Named-object pointing records
━━━━
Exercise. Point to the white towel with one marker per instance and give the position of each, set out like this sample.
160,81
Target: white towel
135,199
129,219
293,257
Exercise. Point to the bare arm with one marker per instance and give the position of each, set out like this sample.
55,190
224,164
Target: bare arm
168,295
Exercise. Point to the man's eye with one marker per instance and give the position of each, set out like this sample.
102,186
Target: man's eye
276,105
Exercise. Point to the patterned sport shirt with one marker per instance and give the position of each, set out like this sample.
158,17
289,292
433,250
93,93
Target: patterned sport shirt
━━━━
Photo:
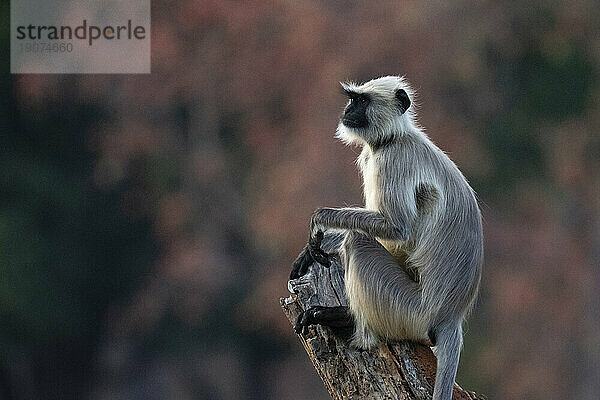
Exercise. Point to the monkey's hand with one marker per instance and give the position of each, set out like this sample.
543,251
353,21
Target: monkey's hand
━━━━
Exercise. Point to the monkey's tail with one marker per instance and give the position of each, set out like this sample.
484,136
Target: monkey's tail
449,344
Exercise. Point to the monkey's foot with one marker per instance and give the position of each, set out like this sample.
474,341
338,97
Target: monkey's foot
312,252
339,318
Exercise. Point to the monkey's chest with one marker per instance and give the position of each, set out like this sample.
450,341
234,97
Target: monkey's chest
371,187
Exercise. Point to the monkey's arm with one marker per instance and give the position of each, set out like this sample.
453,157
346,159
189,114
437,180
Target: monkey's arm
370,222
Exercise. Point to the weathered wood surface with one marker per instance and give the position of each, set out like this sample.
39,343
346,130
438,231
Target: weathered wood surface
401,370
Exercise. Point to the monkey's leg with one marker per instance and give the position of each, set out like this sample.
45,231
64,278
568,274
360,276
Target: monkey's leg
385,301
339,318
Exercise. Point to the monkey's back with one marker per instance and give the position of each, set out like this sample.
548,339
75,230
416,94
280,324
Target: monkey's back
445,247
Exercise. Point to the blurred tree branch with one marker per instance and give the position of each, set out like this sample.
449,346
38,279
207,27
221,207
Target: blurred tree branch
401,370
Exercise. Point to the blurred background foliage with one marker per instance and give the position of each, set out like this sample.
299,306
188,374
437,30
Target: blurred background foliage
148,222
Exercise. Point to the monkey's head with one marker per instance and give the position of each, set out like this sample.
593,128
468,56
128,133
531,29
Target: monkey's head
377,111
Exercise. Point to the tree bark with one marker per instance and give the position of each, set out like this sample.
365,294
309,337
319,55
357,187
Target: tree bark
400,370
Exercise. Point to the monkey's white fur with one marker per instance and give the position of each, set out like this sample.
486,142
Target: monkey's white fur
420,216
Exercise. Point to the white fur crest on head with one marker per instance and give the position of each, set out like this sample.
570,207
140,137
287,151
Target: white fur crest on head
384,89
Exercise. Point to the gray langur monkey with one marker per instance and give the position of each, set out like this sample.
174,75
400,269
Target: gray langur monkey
━━━━
◆ **Instructions to follow**
Transcribe the data above word for word, from the line containing "Exercise. Point to the tree" through the line containing "Target: gray langur monkey", including both of those lines.

◆ **Correct response**
Exercise. Point to the tree bark with one marker per instance and give the position of each, set out like this sample.
365,294
309,337
319,55
357,187
Target: tree bark
400,370
Exercise. Point to the monkey's white fur with one marker per instance and give the position of each, set out like this sample.
486,142
Target: monkey's white fur
420,216
Exercise. Point to the white fur crest on head with one marker per instance and give the position of each, set out like this sample.
570,207
140,137
287,151
Target: white fur crest on head
384,89
Exercise. Point to the gray langur monkey with one marker per instance and give the position of each, set out like this sample.
174,75
400,269
Target: gray langur monkey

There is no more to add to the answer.